## [WHAT YOU ARE ASKED TO DO]
In the entries below, find every line holding the string "plant" and collect it.
START SOURCE DATA
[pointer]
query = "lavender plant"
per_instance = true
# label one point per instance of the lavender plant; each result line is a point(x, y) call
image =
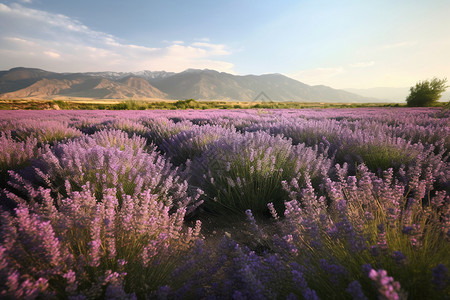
point(90, 249)
point(102, 214)
point(245, 172)
point(107, 159)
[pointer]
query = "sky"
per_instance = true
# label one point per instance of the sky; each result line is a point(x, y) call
point(341, 44)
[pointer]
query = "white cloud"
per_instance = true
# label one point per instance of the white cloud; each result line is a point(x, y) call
point(363, 64)
point(399, 45)
point(69, 45)
point(52, 54)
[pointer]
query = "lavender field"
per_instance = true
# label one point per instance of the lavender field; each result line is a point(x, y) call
point(225, 204)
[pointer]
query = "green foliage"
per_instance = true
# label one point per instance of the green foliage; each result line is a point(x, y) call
point(187, 104)
point(426, 93)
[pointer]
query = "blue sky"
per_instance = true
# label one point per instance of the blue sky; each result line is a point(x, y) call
point(342, 44)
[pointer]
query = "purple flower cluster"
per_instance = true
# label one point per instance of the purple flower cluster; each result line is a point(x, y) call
point(293, 203)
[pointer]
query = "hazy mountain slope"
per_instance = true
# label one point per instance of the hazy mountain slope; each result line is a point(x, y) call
point(208, 84)
point(192, 83)
point(33, 83)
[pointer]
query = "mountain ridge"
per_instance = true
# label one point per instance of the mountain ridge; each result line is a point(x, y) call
point(192, 83)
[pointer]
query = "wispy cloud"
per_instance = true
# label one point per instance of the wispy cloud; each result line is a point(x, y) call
point(317, 75)
point(65, 44)
point(399, 45)
point(363, 64)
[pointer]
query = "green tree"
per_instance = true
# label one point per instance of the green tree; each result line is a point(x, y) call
point(426, 93)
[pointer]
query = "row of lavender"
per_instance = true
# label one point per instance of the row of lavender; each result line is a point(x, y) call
point(335, 203)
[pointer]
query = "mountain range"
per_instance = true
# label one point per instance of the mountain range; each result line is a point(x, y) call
point(23, 83)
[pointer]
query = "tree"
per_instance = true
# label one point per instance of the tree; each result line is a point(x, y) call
point(426, 93)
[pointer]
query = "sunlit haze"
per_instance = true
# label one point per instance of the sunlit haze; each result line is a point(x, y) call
point(342, 44)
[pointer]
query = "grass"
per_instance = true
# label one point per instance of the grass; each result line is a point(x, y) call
point(112, 104)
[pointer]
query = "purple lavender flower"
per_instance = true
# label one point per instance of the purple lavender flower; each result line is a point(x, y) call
point(354, 288)
point(441, 279)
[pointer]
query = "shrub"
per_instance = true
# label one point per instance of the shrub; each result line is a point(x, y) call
point(426, 93)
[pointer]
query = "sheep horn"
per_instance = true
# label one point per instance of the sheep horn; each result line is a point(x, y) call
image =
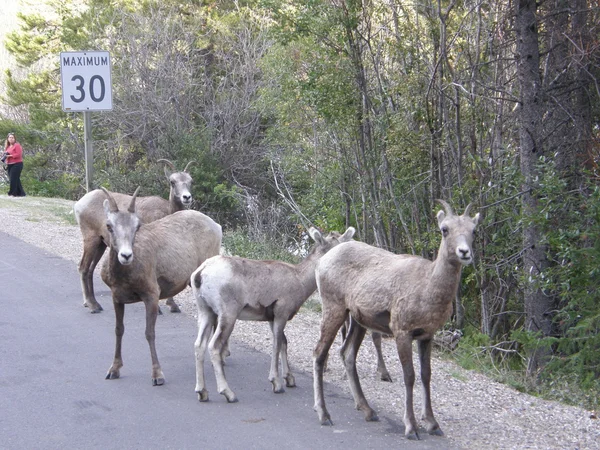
point(188, 165)
point(467, 209)
point(168, 163)
point(111, 201)
point(131, 208)
point(446, 206)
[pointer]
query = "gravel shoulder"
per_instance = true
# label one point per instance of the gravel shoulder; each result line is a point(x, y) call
point(474, 411)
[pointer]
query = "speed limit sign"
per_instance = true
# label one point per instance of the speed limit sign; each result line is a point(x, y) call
point(86, 81)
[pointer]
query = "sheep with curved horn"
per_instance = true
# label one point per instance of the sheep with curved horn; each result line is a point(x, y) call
point(148, 262)
point(90, 217)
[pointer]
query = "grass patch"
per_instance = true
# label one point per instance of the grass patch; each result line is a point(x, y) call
point(41, 209)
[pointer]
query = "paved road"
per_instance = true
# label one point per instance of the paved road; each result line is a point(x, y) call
point(53, 395)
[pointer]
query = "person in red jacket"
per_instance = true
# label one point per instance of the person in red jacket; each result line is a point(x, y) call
point(14, 161)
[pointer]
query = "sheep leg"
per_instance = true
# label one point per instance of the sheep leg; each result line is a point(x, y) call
point(172, 305)
point(275, 377)
point(349, 352)
point(382, 371)
point(93, 249)
point(114, 370)
point(215, 347)
point(158, 378)
point(404, 346)
point(425, 358)
point(290, 381)
point(206, 319)
point(331, 322)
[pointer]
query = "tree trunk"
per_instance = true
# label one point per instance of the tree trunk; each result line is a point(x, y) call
point(537, 304)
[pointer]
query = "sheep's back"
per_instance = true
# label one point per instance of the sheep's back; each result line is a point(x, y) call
point(180, 242)
point(357, 273)
point(89, 209)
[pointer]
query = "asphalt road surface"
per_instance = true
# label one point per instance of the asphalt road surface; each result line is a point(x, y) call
point(54, 356)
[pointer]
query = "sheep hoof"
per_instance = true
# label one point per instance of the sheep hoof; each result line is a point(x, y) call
point(326, 421)
point(158, 381)
point(371, 416)
point(436, 432)
point(277, 387)
point(414, 436)
point(202, 395)
point(94, 309)
point(386, 377)
point(290, 381)
point(229, 395)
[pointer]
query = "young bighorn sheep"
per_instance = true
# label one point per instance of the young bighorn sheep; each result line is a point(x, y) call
point(406, 296)
point(92, 222)
point(231, 288)
point(148, 262)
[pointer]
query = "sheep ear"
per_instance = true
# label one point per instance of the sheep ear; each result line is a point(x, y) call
point(315, 234)
point(112, 204)
point(131, 208)
point(187, 166)
point(446, 206)
point(106, 205)
point(168, 164)
point(348, 235)
point(441, 215)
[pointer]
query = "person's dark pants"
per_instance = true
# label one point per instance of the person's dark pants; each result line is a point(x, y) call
point(14, 175)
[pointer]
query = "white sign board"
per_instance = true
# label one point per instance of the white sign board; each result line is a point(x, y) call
point(86, 82)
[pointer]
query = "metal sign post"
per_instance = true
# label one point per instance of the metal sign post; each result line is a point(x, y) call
point(86, 86)
point(89, 151)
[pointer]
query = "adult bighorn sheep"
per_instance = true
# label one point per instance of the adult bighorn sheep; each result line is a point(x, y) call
point(92, 222)
point(231, 288)
point(148, 262)
point(406, 296)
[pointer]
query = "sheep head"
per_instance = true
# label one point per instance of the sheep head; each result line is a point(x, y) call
point(325, 243)
point(458, 233)
point(122, 227)
point(180, 183)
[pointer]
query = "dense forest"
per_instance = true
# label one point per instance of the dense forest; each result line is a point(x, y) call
point(344, 112)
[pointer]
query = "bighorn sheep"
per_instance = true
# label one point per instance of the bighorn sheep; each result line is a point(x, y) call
point(158, 265)
point(406, 296)
point(92, 222)
point(231, 288)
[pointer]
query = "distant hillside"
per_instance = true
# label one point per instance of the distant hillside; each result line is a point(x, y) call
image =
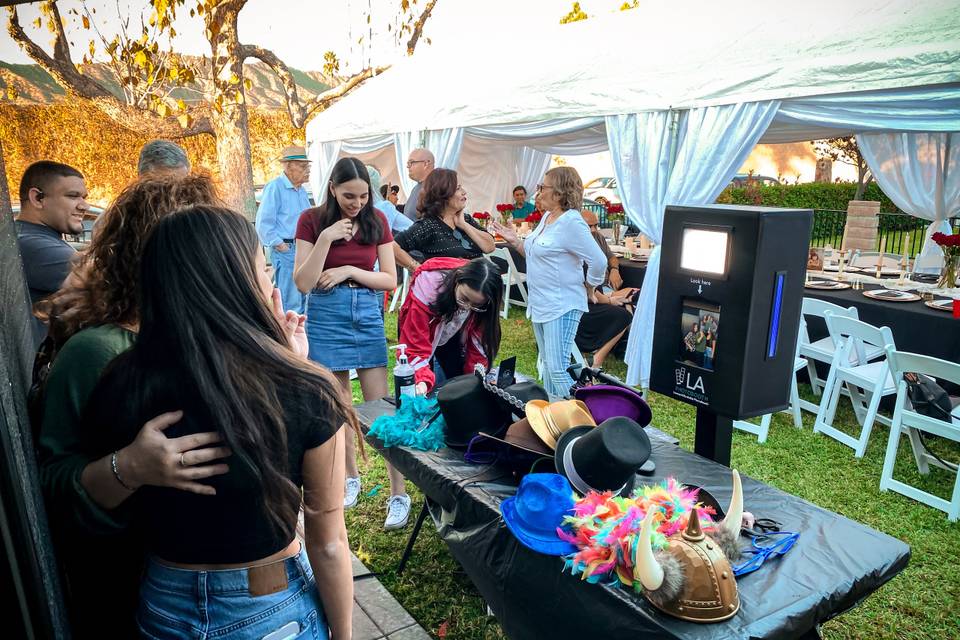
point(35, 86)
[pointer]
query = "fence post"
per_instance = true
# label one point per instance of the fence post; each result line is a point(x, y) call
point(862, 222)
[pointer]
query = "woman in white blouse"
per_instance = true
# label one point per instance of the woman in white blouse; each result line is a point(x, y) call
point(556, 252)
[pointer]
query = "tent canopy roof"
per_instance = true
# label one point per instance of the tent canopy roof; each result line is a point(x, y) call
point(656, 57)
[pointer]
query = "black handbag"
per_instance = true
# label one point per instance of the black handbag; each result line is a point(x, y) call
point(931, 400)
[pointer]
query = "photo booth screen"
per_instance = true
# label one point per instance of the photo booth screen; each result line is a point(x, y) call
point(700, 326)
point(704, 250)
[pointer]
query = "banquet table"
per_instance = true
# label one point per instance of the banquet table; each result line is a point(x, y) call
point(916, 328)
point(835, 565)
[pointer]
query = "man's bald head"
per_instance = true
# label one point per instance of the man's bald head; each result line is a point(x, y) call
point(420, 164)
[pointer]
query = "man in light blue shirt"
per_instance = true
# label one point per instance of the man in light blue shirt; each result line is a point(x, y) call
point(284, 199)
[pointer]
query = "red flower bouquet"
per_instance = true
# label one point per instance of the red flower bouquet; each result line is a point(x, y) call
point(950, 244)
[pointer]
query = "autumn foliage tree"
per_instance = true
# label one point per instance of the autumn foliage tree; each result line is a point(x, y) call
point(154, 79)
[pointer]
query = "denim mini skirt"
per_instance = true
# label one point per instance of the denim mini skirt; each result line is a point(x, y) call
point(345, 328)
point(182, 604)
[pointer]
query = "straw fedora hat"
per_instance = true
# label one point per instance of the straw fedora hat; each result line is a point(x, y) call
point(550, 420)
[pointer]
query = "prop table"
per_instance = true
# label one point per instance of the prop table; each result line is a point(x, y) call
point(836, 563)
point(916, 327)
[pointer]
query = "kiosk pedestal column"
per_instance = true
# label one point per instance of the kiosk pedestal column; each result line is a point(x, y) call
point(714, 436)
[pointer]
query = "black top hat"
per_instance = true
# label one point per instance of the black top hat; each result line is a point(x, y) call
point(603, 458)
point(468, 409)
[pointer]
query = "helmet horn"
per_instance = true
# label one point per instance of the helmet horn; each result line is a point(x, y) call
point(646, 568)
point(735, 513)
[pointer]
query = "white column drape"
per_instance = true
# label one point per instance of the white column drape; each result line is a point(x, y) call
point(921, 174)
point(324, 155)
point(405, 142)
point(711, 144)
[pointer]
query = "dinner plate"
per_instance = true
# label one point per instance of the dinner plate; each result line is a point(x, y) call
point(827, 285)
point(940, 305)
point(890, 295)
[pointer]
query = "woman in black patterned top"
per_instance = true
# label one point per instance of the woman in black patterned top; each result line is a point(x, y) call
point(444, 229)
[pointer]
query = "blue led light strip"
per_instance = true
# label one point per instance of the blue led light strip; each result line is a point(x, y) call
point(775, 315)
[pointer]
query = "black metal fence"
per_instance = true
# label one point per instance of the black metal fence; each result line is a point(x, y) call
point(897, 228)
END SOURCE DATA
## [TASK OUTPUT]
query = "lavender plant"
# label one point per instance of the lavender plant; each result line is a point(x, y) call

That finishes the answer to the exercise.